Written problem =>
Rewrite the material below with "Observed" changed to "Found" throughout and everything else left as is. Leave the pictures out.

☆ ☆ ☆ ☆ ☆ ☆ ☆

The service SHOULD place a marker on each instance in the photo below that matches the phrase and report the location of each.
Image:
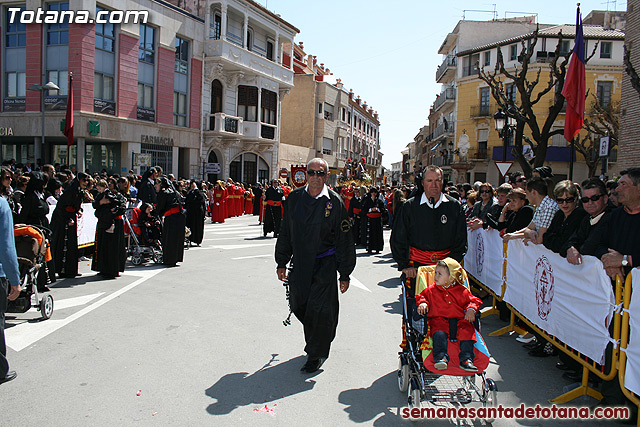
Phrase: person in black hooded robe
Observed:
(170, 206)
(371, 214)
(64, 227)
(316, 232)
(109, 256)
(196, 205)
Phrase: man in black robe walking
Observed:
(316, 232)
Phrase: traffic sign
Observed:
(504, 167)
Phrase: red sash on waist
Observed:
(175, 209)
(427, 257)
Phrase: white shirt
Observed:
(324, 192)
(442, 199)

☆ ☆ ☆ ☆ ☆ ☆ ☆

Written answer =>
The service SHOULD place a marker on each instance in the photo below that matches the phrase and report the location of each.
Image:
Phrase: person in black hooded robe
Found:
(170, 206)
(371, 214)
(64, 227)
(316, 232)
(109, 256)
(196, 205)
Phrase: man in black robe walking
Found:
(316, 232)
Phrase: traffic sign
Found:
(504, 167)
Phrase: red sash on waist
Found:
(175, 209)
(427, 257)
Phrase: white shirt
Found:
(324, 192)
(442, 199)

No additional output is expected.